Records for processing:
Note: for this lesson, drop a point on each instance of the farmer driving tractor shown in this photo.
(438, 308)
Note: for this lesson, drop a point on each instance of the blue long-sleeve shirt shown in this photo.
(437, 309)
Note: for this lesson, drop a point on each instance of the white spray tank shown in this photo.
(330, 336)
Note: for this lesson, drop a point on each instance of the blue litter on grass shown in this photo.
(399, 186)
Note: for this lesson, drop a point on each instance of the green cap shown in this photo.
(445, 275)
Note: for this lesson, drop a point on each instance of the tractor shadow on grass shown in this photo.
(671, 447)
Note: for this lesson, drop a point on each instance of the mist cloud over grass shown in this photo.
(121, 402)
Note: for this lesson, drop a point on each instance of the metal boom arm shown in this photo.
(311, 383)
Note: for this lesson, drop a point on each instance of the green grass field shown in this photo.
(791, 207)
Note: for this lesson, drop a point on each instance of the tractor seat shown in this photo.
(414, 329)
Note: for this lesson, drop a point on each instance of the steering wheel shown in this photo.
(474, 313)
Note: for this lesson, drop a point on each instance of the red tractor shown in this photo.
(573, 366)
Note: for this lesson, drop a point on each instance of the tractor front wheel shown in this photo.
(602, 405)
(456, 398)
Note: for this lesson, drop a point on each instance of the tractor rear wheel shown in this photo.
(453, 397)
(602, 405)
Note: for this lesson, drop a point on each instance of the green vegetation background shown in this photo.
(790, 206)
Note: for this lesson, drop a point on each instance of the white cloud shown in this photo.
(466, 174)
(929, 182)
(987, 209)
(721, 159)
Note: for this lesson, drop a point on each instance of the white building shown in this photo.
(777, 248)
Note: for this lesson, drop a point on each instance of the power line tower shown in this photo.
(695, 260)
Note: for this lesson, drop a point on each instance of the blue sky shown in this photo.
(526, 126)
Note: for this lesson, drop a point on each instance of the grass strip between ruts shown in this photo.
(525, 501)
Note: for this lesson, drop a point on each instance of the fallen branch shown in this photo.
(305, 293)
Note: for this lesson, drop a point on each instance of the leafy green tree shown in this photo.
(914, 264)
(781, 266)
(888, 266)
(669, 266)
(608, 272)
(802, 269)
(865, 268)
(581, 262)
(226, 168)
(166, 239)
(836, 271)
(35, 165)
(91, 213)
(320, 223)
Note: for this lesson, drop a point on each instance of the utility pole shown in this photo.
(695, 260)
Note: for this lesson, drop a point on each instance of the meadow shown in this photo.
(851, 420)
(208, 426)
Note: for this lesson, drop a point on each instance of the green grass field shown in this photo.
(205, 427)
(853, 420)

Work request: Each of the records should be written out again, exactly as it reads.

Answer to the exercise:
Note: for this lesson, drop a point on each instance of the farmer driving tractor shown in this photo.
(438, 308)
Note: for this lesson, drop a point on each instance of the blue long-sleeve shirt shown in this photo.
(437, 309)
Note: for this lesson, drop a point on each instance of the white spray tank shown in this photo.
(330, 336)
Note: for this lesson, drop a point on each instance of the blue litter on grass shown in this photo.
(399, 186)
Note: for this lesson, drop a point on each instance of the green cap shown in this photo.
(445, 275)
Note: for this lesson, drop a point on each instance of the tractor shadow on grass shown in this photo.
(671, 447)
Note: for this lesson, drop a point on each instance of the mist cloud over grass shown in this photo.
(121, 402)
Note: for this lesson, drop a point on each instance of the metal boom arm shown in this photo.
(311, 383)
Note: for this lesson, drop a point on each instance of the green grass field shown in this photo.
(791, 207)
Note: for this lesson, drop a point on each instance of the tractor seat shown in this photo.
(414, 329)
Note: for this lesson, drop a point on each instance of the steering wheel shown in this photo.
(474, 313)
Note: for this lesson, drop a point on each instance of the red tractor shown in this photo.
(573, 366)
Note: for this lesson, drop a point on each instance of the tractor front wheel shown in this photo.
(602, 405)
(456, 398)
Note: for this lesson, drop a point on each instance of the tractor rear wheel shown in this photo.
(453, 397)
(602, 405)
Note: for this lesson, drop a point on each instance of the green vegetation background shown in this photo.
(790, 206)
Note: for this lesson, drop a point on each instance of the white cloud shown in this photo.
(466, 174)
(929, 182)
(987, 209)
(721, 159)
Note: for this lesson, drop a point on each instance of the white building shown in this photo.
(777, 248)
Note: for this lesson, drop a point on each instance of the power line tower shown in this photo.
(695, 260)
Note: for this lesson, drop a point on each instance of the blue sky shown in this photo.
(526, 126)
Note: for this lesson, drop a point on each instance of the grass strip between ruts shown in this photo.
(525, 501)
Note: for this lesson, drop a point on each instance of the fallen branch shown in this photo.
(305, 293)
Note: for this lesson, drop a point on each instance of the leafy green tree shown in this photo.
(914, 264)
(781, 266)
(888, 266)
(669, 266)
(608, 272)
(802, 269)
(865, 268)
(581, 262)
(226, 168)
(166, 239)
(836, 271)
(35, 165)
(91, 213)
(320, 223)
Note: for this lesson, drop a point on each instance of the utility pole shown in this photo.
(695, 260)
Note: for this lesson, drop a point on each instance of the meadow shown in this photo.
(851, 420)
(208, 426)
Note: for this lesson, drop a point on each instance of the green grass field shown in this photo.
(205, 427)
(853, 420)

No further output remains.